__Text section__:
# Introduction to Convolutional Neural Networks

### The MNIST Dataset - Revisited

In [None]:
import random
import numpy as np
import matplotlib.pyplot as plt
plt.rcParams["figure.figsize"] = (4,3)  # default figure width, height in inches

In [None]:
from tensorflow.keras.datasets import mnist
from tensorflow.keras.utils import to_categorical

In [None]:
# return images of type float32 in the range 0-1
def load_normalized_mnist_data():
    (train_images, train_labels), (test_images, test_labels) = mnist.load_data()
    # scale the pixel values to the range 0-1
    train_images = train_images.astype('float32') / 255
    test_images = test_images.astype('float32') / 255
    return (train_images, train_labels), (test_images, test_labels)

In [None]:
(train_images,train_labels), (test_images,test_labels) = load_normalized_mnist_data()

In [None]:
train_images.shape

In [None]:
test_images.shape

In [None]:
train_images.dtype, train_images.min(), train_images.max()

In [None]:
train_labels

In [None]:
# create the one-hot target vectors
train_targets, test_targets = to_categorical(train_labels), to_categorical(test_labels)

In [None]:
train_targets.shape

In [None]:
print(train_targets[7])

In [None]:
train_labels[7]

In [None]:
plt.imshow(train_images[7], cmap='gray');

### A Basic Feedforward Network for MNIST

In [None]:
from tensorflow.keras.models import Sequential
from tensorflow.keras.layers import Dense, Flatten

In [None]:
def build_network():
    network = Sequential()
    network.add(Flatten(input_shape=(28,28)))
    network.add(Dense(30, activation='relu', name='hidden'))
    network.add(Dense(10, activation='softmax', name='output'))
    
    network.compile(loss='categorical_crossentropy',
               optimizer='rmsprop',
               metrics=['accuracy'])
    return network

In [None]:
network = build_network()

__Requests__:
(1) Answer from the MNIST notebook:
(a) By what number are the pixel values divided to scale them to the range 0-1?
(b) How many units does the layer named 'hidden' have?
(c) Which optimizer is passed to the compile step?
(2) Carry on the MNIST notebook from its last cell.
The data here has no connection to the MNIST notebook.

__Provided material__:
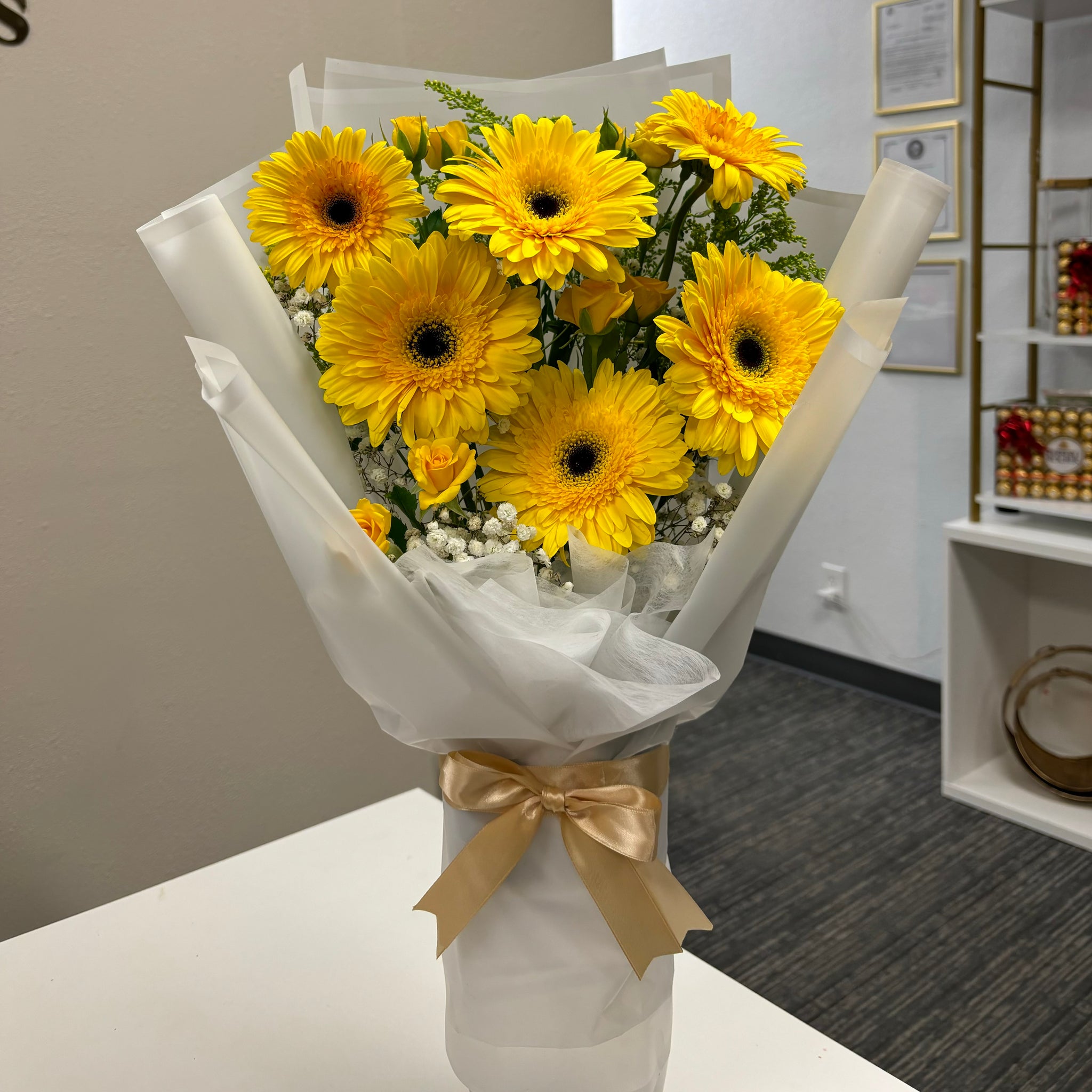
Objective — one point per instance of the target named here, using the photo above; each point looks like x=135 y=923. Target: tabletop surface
x=300 y=966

__Results for the exercise__:
(1)
(a) 255
(b) 30
(c) rmsprop

(2)
In [None]:
network.summary()

In [None]:
history = network.fit(train_images, train_targets, epochs=1, batch_size=64)  # epochs=5

In [None]:
network.evaluate(train_images, train_targets)

In [None]:
network.evaluate(test_images, test_targets)

In [None]:
def show_wrong_images(network):
    outputs = network.predict(test_images)
    predictions = [np.argmax(output) for output in outputs]
    wrong = [i for i in range(10000) if predictions[i] != test_labels[i]]
    print(f"Misclassified {len(wrong)} test images out of {len(test_images)}")
    plt.figure(figsize=(12,12))  # (width, height) in inches
    rows, columns = 5, 6
    for i in range(1, columns*rows+1):
        w = random.choice(wrong)
        img = test_images[w]
        correct_label = test_labels[w]
        prediction = predictions[w]
        plt.subplot(rows, columns, i)
        plt.title(f'"{prediction}"  (correct: {correct_label})')
        plt.axis('off')
        plt.imshow(img, cmap='gray')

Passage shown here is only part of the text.